### Objective 1:
Reproduce the stretch of the essay on executions and prisons from "But the advocates" through "more uncomfortable one.", with no changes.
Start of Text to read
As to painless execution, the simple
and practical way to make them both just and expedient
is the adoption by murderers of a system of painless
assassinations. Until this is done there seems
to be no call to renounce the wholesome discomfort
of the style of executions endeared to us by memories
and associations of the tenderest character. There
is, I fancy, a shaping notion in the observant mind
that the penologists and their allies have gone about
as far as they can safely be permitted to go in the
direction of a softer suasion of the criminal nature
toward good behavior. The modern prison has become
a rather more comfortable habitation than the dangerous
classes are accustomed to at home. Modern prison
life has in their eyes something of the charm and glamor
of an ideal existence, like that in the Happy Valley
from which Rasselas had the folly to escape.
Whatever advantages to the public may be secured by
abating the rigors of imprisonment and inconveniences
incident to execution, there is this objection:
it makes them less deterrent. Let the penologers
and philanthropers have their way and even hanging
might be made so pleasant and withal so interesting
a social distinction that it would deter nobody but
the person hanged. Adopt the euthanasian method
of electricity, asphyxia by smothering in rose-leaves,
or slow poisoning with rich food, and the death penalty
may come to be regarded as the object of a noble ambition
to the bon vivant, and the rising young suicide
may go and kill somebody else instead of himself, in
order to receive from the public executioner a happier
dispatch than his own ’prentice hand can assure
him.
But the advocates of agreeable pains
and penalties tell us that in the darker ages, when
cruel and degrading punishment was the rule, and was
freely inflicted for every light infraction of the
law, crime was more common than it is now; and in
this they appear to be right. But one and all,
they overlook a fact equally obvious and vastly significant,
that the intellectual, moral and social condition
of the masses was very low. Crime was more common
because ignorance was more common, poverty was more
common, sins of authority, and therefore hatred of
authority, were more common. The world of even
a century ago was a different world from the world
of today, and a vastly more uncomfortable one.
End of Text to read
Start of Records supplied
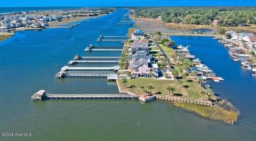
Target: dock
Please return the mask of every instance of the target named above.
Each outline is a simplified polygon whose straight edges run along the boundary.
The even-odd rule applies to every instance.
[[[119,56],[81,56],[82,60],[119,60]]]
[[[69,70],[118,70],[119,65],[108,67],[70,67],[64,66],[61,68],[61,71]]]
[[[118,63],[119,60],[71,60],[68,64],[77,63]]]
[[[115,52],[122,52],[123,49],[97,49],[97,48],[91,48],[89,47],[85,48],[84,51],[86,52],[90,52],[90,51],[115,51]]]
[[[123,92],[119,94],[46,94],[40,90],[31,96],[32,101],[46,99],[137,99],[139,96]]]

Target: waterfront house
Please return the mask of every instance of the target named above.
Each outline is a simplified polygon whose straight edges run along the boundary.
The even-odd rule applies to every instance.
[[[157,69],[157,64],[149,63],[145,59],[132,60],[129,67],[132,76],[136,77],[149,77],[150,73],[153,74],[153,77],[158,77]]]
[[[141,40],[147,39],[145,34],[144,32],[140,30],[135,30],[132,33],[132,40]]]
[[[130,53],[128,55],[129,57],[132,58],[134,61],[138,61],[140,59],[145,59],[147,60],[148,63],[155,62],[155,60],[152,57],[152,55],[146,53],[145,51],[136,51],[133,54]]]
[[[212,23],[212,26],[218,26],[218,24],[219,23],[219,20],[214,20],[213,22]]]
[[[145,51],[149,53],[148,44],[143,42],[133,42],[131,45],[131,53],[134,54],[136,51]]]

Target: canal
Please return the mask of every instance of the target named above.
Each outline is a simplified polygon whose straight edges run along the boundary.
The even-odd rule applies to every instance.
[[[166,102],[143,104],[135,100],[30,101],[30,96],[41,89],[49,93],[117,93],[116,84],[106,79],[56,80],[54,75],[77,53],[120,55],[118,52],[85,53],[84,49],[90,44],[122,45],[97,43],[96,39],[100,34],[127,34],[131,26],[117,23],[127,12],[118,9],[109,15],[80,22],[81,24],[71,29],[17,32],[15,36],[0,43],[0,131],[32,134],[31,137],[0,137],[1,140],[255,139],[256,80],[232,62],[225,49],[210,37],[172,38],[178,44],[190,45],[192,54],[225,79],[219,83],[209,83],[221,97],[226,98],[241,111],[238,122],[233,126],[203,118]]]

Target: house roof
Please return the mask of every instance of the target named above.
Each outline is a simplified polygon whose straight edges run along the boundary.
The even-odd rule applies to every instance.
[[[253,37],[254,35],[252,33],[241,33],[239,36],[242,37],[248,36],[248,37]]]
[[[145,43],[142,42],[132,43],[132,48],[148,47],[148,44],[147,43]]]
[[[144,42],[144,43],[148,43],[148,40],[145,40],[145,39],[142,39],[142,40],[134,40],[134,42]]]
[[[256,36],[249,37],[250,40],[252,42],[256,42]]]
[[[145,59],[140,59],[138,61],[131,61],[129,63],[130,69],[137,69],[143,64],[148,65],[148,61]]]

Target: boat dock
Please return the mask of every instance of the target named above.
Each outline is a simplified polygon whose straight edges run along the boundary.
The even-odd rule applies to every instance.
[[[90,51],[116,51],[116,52],[122,52],[123,49],[102,49],[102,48],[91,48],[89,47],[85,48],[84,51],[86,52],[90,52]]]
[[[128,93],[119,94],[46,94],[45,90],[40,90],[31,96],[32,101],[46,99],[137,99],[138,96]]]
[[[64,66],[61,68],[61,71],[72,70],[118,70],[119,65],[109,67],[70,67]]]
[[[119,60],[119,56],[80,56],[82,60]]]
[[[68,62],[68,64],[77,63],[118,63],[119,60],[71,60]]]

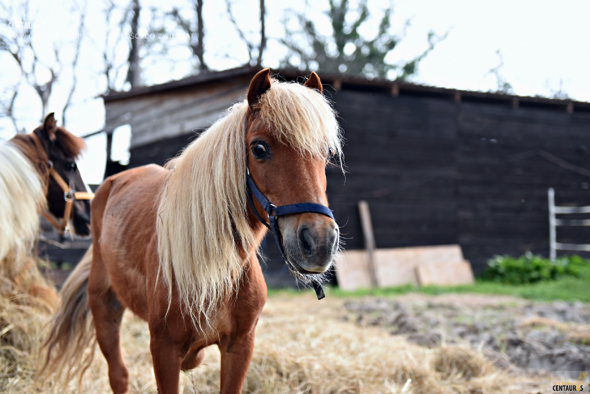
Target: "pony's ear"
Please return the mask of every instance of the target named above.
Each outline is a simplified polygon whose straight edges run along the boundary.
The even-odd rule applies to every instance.
[[[320,94],[322,94],[324,91],[324,88],[322,86],[322,81],[320,80],[320,77],[313,71],[312,71],[312,74],[309,76],[309,78],[303,84],[303,86],[307,86],[310,89],[317,89]]]
[[[55,121],[55,114],[51,112],[47,115],[43,122],[43,130],[47,133],[50,141],[55,139],[55,131],[57,129],[57,121]]]
[[[260,99],[267,90],[270,89],[270,69],[264,69],[257,73],[254,77],[250,81],[250,86],[248,88],[248,105],[250,108]]]

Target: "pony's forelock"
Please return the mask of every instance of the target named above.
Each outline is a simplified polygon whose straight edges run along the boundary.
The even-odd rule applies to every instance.
[[[272,83],[254,106],[253,127],[264,127],[304,156],[342,156],[336,111],[326,97],[297,83]]]
[[[86,142],[83,138],[74,135],[63,127],[55,129],[55,142],[65,157],[70,159],[79,158],[86,149]]]
[[[335,112],[318,92],[273,80],[254,110],[253,126],[265,127],[302,155],[340,155]],[[203,331],[237,291],[258,246],[246,200],[250,111],[245,100],[235,104],[166,165],[156,221],[158,276],[168,286],[169,303],[174,283],[185,312]]]

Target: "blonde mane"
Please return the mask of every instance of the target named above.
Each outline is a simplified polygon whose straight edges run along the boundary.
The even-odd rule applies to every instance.
[[[254,109],[253,126],[265,126],[302,155],[340,155],[336,113],[318,92],[273,80]],[[258,246],[247,218],[248,113],[245,100],[235,104],[168,165],[156,222],[159,275],[169,302],[173,282],[185,312],[201,330],[237,291],[248,256]]]
[[[12,143],[0,142],[0,261],[9,253],[18,257],[30,252],[45,200],[31,162]]]

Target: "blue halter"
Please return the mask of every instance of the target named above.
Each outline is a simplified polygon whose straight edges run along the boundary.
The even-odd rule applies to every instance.
[[[274,236],[274,240],[277,242],[278,249],[281,251],[281,254],[283,255],[283,258],[285,259],[285,261],[288,262],[289,259],[287,258],[285,249],[283,247],[283,242],[281,242],[281,230],[278,228],[278,220],[279,216],[289,215],[293,213],[311,212],[313,213],[321,213],[323,215],[326,215],[328,217],[332,218],[334,220],[334,215],[332,214],[332,210],[321,204],[297,203],[296,204],[281,205],[277,207],[271,203],[262,192],[260,191],[260,189],[258,188],[254,180],[252,179],[252,177],[250,176],[250,170],[247,168],[247,171],[246,184],[247,187],[246,195],[248,196],[248,203],[250,206],[250,208],[252,209],[252,211],[254,212],[254,215],[260,221],[260,223],[268,227],[271,232],[273,233],[273,235]],[[254,198],[256,198],[256,200],[262,206],[264,211],[268,214],[269,223],[267,223],[266,220],[263,219],[256,210],[256,207],[254,206],[254,201],[252,198],[253,194]],[[312,281],[312,284],[314,290],[316,291],[316,294],[317,295],[318,299],[322,299],[326,297],[321,284],[315,281]]]

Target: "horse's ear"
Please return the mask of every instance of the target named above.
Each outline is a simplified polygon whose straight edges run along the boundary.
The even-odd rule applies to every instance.
[[[55,139],[55,131],[57,129],[57,121],[55,121],[55,114],[51,112],[47,115],[43,122],[43,130],[47,133],[47,138],[50,141]]]
[[[252,108],[260,99],[260,96],[270,89],[270,69],[264,69],[257,73],[250,81],[248,88],[248,105]]]
[[[324,91],[324,88],[322,86],[322,81],[320,80],[319,76],[313,71],[312,71],[312,74],[309,76],[309,78],[303,84],[303,86],[307,86],[310,89],[317,89],[320,94]]]

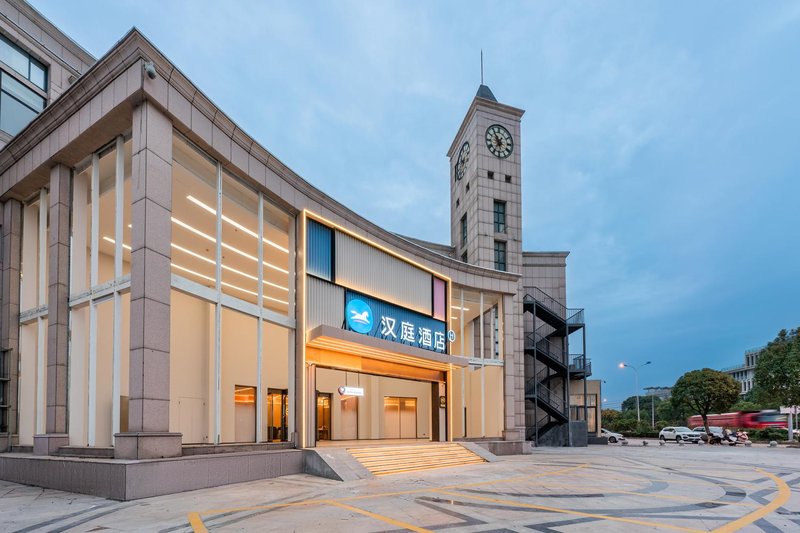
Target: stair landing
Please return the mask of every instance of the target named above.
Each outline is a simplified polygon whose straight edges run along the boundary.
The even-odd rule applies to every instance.
[[[486,462],[482,457],[456,443],[370,446],[347,448],[347,451],[374,476]]]

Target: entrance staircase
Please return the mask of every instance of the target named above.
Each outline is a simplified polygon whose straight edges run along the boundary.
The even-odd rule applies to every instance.
[[[347,448],[347,451],[374,476],[485,462],[482,457],[455,443],[372,446]]]

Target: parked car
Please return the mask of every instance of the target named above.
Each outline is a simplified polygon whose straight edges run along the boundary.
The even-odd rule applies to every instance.
[[[614,444],[616,442],[625,442],[626,440],[628,440],[622,435],[622,433],[614,433],[613,431],[609,431],[606,428],[600,428],[600,436],[606,437],[608,439],[608,442],[610,442],[611,444]]]
[[[658,433],[658,439],[662,442],[674,440],[675,442],[700,442],[703,435],[692,431],[691,429],[683,426],[669,426],[665,427]]]
[[[708,426],[708,430],[711,432],[711,436],[722,438],[722,428],[719,426]],[[706,428],[705,426],[697,426],[696,428],[692,428],[692,431],[696,433],[700,433],[700,438],[703,439],[704,442],[708,442],[708,435],[706,435]]]

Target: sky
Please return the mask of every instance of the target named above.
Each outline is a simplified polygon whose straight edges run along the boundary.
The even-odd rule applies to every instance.
[[[523,248],[568,250],[607,406],[800,326],[800,3],[33,0],[96,57],[141,30],[245,131],[449,244],[480,83],[526,110]]]

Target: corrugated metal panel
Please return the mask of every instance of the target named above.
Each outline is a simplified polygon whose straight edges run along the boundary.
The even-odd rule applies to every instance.
[[[337,284],[430,316],[430,273],[339,231],[335,255]]]
[[[326,325],[341,328],[344,323],[344,289],[313,276],[306,276],[308,309],[306,329]]]
[[[315,220],[308,221],[308,245],[306,269],[309,274],[333,281],[333,261],[331,260],[333,246],[333,230]]]

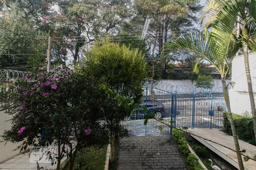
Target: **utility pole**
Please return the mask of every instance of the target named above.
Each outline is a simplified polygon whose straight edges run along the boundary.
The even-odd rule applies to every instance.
End of Records supplied
### Objective 2:
Return every line of the records that contains the word "house".

### Complete output 1:
But the advocates of agreeable pains
and penalties tell us that in the darker ages, when
cruel and degrading punishment was the rule, and was
freely inflicted for every light infraction of the
law, crime was more common than it is now; and in
this they appear to be right. But one and all,
they overlook a fact equally obvious and vastly significant,
that the intellectual, moral and social condition
of the masses was very low. Crime was more common
because ignorance was more common, poverty was more
common, sins of authority, and therefore hatred of
authority, were more common. The world of even
a century ago was a different world from the world
of today, and a vastly more uncomfortable one.

### Complete output 2:
Target: waterfront house
Target: house roof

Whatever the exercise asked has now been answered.